### Requirement
Exactly as written, repeat all of the records below.

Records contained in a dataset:
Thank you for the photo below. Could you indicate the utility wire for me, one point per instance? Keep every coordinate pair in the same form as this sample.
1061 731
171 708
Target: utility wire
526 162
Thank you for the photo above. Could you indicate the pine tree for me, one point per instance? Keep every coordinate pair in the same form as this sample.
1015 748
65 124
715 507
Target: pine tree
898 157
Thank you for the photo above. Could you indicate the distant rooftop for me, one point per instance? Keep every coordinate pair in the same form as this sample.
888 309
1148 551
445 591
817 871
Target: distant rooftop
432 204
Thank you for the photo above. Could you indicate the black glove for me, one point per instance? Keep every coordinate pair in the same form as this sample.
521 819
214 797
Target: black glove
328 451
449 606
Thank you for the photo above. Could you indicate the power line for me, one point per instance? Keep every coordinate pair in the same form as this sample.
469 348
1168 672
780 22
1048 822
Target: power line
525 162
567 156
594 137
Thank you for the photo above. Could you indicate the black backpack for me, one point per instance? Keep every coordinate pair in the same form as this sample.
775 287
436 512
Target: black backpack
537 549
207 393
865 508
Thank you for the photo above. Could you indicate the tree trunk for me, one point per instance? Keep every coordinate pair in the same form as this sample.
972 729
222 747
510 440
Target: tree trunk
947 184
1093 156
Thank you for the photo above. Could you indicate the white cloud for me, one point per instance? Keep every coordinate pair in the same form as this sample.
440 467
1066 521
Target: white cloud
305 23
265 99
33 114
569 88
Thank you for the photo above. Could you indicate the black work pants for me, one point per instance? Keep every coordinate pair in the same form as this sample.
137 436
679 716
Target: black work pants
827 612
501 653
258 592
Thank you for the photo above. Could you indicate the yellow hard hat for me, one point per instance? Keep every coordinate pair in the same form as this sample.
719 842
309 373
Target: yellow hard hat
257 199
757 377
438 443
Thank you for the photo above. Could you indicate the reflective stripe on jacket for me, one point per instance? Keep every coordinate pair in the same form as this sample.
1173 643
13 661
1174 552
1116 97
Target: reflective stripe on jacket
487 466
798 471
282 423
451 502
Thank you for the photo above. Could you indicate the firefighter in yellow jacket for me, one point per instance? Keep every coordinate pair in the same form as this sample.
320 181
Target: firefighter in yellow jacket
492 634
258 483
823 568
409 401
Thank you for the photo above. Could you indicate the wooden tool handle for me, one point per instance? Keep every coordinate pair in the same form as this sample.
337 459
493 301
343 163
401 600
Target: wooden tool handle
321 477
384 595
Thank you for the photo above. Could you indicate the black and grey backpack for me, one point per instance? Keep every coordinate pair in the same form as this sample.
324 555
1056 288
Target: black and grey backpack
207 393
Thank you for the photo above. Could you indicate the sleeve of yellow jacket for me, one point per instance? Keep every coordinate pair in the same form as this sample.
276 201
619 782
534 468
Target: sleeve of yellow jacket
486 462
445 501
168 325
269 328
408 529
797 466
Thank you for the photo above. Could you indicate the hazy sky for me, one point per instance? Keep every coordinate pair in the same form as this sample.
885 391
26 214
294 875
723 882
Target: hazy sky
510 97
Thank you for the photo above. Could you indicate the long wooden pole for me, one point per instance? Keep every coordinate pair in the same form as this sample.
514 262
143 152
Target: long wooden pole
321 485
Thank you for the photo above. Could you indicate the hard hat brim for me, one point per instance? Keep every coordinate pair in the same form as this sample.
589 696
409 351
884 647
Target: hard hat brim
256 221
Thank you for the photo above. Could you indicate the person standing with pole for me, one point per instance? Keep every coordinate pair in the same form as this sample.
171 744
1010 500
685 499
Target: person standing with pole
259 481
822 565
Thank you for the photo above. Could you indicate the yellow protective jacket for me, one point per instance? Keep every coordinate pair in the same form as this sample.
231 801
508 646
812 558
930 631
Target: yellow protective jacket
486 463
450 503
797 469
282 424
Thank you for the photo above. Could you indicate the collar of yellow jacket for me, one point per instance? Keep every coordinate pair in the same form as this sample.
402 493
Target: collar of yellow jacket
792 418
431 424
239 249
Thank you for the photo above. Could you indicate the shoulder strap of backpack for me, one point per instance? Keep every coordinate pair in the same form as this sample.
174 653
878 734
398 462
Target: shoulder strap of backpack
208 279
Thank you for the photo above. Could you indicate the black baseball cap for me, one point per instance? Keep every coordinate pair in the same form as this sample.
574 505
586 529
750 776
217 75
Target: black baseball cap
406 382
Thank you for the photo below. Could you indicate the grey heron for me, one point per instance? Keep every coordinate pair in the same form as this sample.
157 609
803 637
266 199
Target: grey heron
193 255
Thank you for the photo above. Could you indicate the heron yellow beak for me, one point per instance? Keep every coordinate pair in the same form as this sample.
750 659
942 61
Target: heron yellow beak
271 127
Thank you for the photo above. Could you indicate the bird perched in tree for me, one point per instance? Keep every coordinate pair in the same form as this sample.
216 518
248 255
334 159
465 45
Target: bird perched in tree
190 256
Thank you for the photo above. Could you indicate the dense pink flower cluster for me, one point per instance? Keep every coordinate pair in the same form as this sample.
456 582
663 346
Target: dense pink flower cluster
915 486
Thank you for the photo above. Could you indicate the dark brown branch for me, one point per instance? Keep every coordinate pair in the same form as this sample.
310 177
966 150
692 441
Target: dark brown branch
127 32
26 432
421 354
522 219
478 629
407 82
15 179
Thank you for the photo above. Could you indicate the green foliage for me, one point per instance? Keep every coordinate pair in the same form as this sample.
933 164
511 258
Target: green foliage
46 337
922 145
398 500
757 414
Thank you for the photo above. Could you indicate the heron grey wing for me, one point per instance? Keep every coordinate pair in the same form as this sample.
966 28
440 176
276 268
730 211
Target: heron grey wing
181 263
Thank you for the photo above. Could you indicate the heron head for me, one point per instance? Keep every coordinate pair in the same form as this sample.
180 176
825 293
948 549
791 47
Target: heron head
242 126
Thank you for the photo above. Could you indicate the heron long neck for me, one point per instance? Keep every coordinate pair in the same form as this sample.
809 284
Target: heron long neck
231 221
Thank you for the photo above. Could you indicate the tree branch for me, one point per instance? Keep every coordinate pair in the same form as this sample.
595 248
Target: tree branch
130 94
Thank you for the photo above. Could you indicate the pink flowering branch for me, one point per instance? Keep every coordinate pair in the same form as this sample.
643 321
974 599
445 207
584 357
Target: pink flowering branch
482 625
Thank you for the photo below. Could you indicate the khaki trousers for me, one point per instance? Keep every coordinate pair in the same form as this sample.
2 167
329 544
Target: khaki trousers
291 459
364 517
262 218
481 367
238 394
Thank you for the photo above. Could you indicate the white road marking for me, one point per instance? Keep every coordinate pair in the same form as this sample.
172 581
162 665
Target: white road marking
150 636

### Solution for this task
Thank you for the photo below. Could you indicate the utility wire for me, one point per instance? Keep every coordinate pair in the same form as this sample.
1061 731
171 708
Target: utility wire
526 162
Thank you for the photo above. Could you indicate the pine tree for me, one point per instance? Keep every coordinate pair in the same form as this sample.
1015 748
65 124
715 507
Target: pine tree
898 157
Thank you for the photo above. Could you indicate the distant rooftop for me, one point per instance? Keep every coordinate pair in the same form as this sample.
888 309
1148 551
445 591
817 871
Target: distant rooftop
432 204
Thank you for the photo above. Could you indicate the black glove for me, one point per instance? Keep every coordinate pair in the same form as this sample.
521 819
214 797
Target: black glove
328 451
449 606
Thank you for the photo above. Could you indicate the power line for me, one point per instance? Keep every coordinate pair in the same form as this sample.
469 348
1168 672
780 22
1048 822
Target: power line
525 162
567 156
594 137
Thank you for the photo above. Could you indicate the black backpack for me, one point per instance? Keep every coordinate pair in the same form as this sample.
775 287
436 512
Target: black backpack
537 549
207 393
865 508
Thank you for the photo above. Could you indicate the tree trunk for me, one point per instance? Keep every coordinate pair in the same form as this sample.
972 729
222 747
510 440
Target: tree trunk
947 184
1093 156
Thank you for the photo above. Could you indicate the white cloud for me, one point per instance? Keep every coordinate pair in the same form as this sample.
440 467
1066 521
Target: white cloud
305 23
265 99
33 114
569 88
Thank you for the photo above. Could you indicate the black work pants for me, one point per instance? Keep every coordinate pair in the same form as this sample.
137 436
679 716
Target: black work pants
827 612
501 653
258 592
Thank you for the photo above. Could you indicate the yellow hard hat for me, one point per instance? Keep every coordinate pair in the same form as this sample.
719 842
309 373
Target: yellow hard hat
257 199
757 377
438 443
Thank you for the photo above. Could you indicate the reflective stripe on jacket for me, one point per instance? Keep every coordinate pair in the same form as this sample.
1173 643
13 661
1174 552
1116 97
Target: reflective stripe on jacket
487 466
798 471
282 423
451 502
Thank you for the photo above. Could you indicate the firefighter in yellow jacket for me, one point per instance? Keep every coordinate pair in the same form as this sample.
320 181
Target: firefighter in yellow jacket
492 634
258 483
823 568
409 401
Thank you for the photo above. Could you indicate the wooden tool handle for me, one point per instance? Keep every coordinate pair in the same form as this sample.
337 459
493 301
343 163
401 600
Target: wooden tool handle
321 477
384 595
Thank you for the photo above. Could you indicate the black and grey backpack for me, one point per instance? Keep every coordinate pair in the same form as this sample.
324 555
1056 288
Target: black and grey backpack
207 393
Thank you for the photo above. Could you indicate the sleeve of yellow jacket for me, one point per instance? Keep every coordinate pair in the same form as this sample.
276 201
619 782
534 468
Target: sleeve of yellow jacket
486 462
445 501
168 325
269 328
408 529
797 466
Thank you for the photo above. Could you indicate the hazy sky for me, one point per instance? Keep every coordinate pair in the same form as this sample.
885 391
26 214
294 875
723 882
Target: hazy sky
510 97
Thank you for the photo above. Could you indicate the long wooden pole for me, one point per instance? Keep every coordinate pair in the same form as this sample.
514 262
143 152
Target: long wooden pole
321 485
Thank you for the photo above. Could you indicate the hard hat brim for me, one point per instance? Keep every coordinate pair in the same form as this sample.
589 696
409 351
884 647
Target: hard hat brim
256 221
Thank you for the photo above. Could you indicate the person standing with pole for me, one point per instance? Keep every coordinate pair in the same form as this sample.
171 744
1010 500
685 499
Target: person standing with pole
259 481
822 565
Thank you for the photo above. Could you indicate the yellow protective jacket for me, one point per instance? Keep every coordinate pair in the same form as this sample.
231 801
508 646
812 558
930 631
Target: yellow protective jacket
486 463
450 503
797 469
282 424
Thank you for the photo above. Could you indicate the collar of yellow jacket for me, one point per instance? Keep every coordinate pair in the same form as this sample.
402 493
Target: collar of yellow jacket
792 418
431 424
239 249
Thank you for the photo above. Could you indicate the shoulder strap of backpack for me, one point per instance? Keep every coordinate pair in the same form as this sample.
174 653
878 734
398 462
Target: shoulder strap of backpack
208 279
Thank you for the photo above. Could you indicate the black baseball cap for me, one point per instance? Keep every coordinate pair in the same form as this sample.
574 505
586 529
750 776
217 75
Target: black baseball cap
406 382
Thank you for the photo below. Could you indicate the grey heron for me, one point per instance? Keep every coordinate pair in the same form as this sample.
157 609
803 637
266 199
Target: grey heron
193 255
Thank you for the photo above. Could you indicate the heron yellow beak for me, one point per instance? Keep every coordinate pair in the same form as this sample.
750 659
942 61
Target: heron yellow beak
271 127
Thank you for the photo above. Could you indicate the bird perched in tree for me, one point per instance? Keep every coordinate pair in the same form as this sample.
216 518
248 255
334 159
465 45
Target: bird perched in tree
190 256
Thank you for the photo above. Could you indicate the dense pink flower cluster for me, one point per instance? Keep every coordinate pair in the same form as this sample.
456 582
663 346
Target: dense pink flower cluster
915 486
Thank you for the photo above. Could you indicate the dark brown branch for me, one point per instance? Keep every coordinate pair in the same form as this sample.
310 177
966 150
692 441
Target: dark brown branch
127 32
26 432
421 354
522 219
478 629
407 82
15 179
Thank you for the photo above. Could you indicate the green foliage for me, one point per instance? Keep every coordinate pair in the same form as this sample.
933 164
511 258
Target: green foliage
46 337
922 145
398 500
757 414
Thank you for the photo above. Could you indicate the heron grey wing for me, one point per instance? Keep every coordinate pair in the same form as this sample.
966 28
440 176
276 268
730 211
Target: heron grey wing
181 263
Thank you for the photo above. Could you indicate the heron head for me, one point per instance? Keep every coordinate pair in the same form as this sample.
180 176
825 293
948 549
791 47
Target: heron head
242 126
Thank you for the photo above. Could you indicate the heron long neck for me, one point per instance? Keep every coordinate pair in the same form as this sample.
809 284
Target: heron long neck
231 221
Thank you for the photo above. Could you indicate the tree branch for me, one point per instance? Keep every coordinate pair in the same form as this sample.
595 248
Target: tree branch
130 94
Thank you for the photo above. Could you indicate the pink flowering branch for me, one point per instance? Keep every coordinate pair in the same form as this sample.
643 321
974 599
445 207
584 357
Target: pink flowering branch
482 625
Thank you for the photo below. Could you indicate the khaki trousers for me, one point per instance? Keep every coordinate pair in the same form as this sample.
2 167
329 544
Target: khaki trousers
291 459
364 517
262 218
481 367
238 394
Thank you for the photo above. Could you indicate the white road marking for me, one point per instance? Keep every coordinate pair in the same form as this sample.
172 581
162 665
Target: white road marking
150 636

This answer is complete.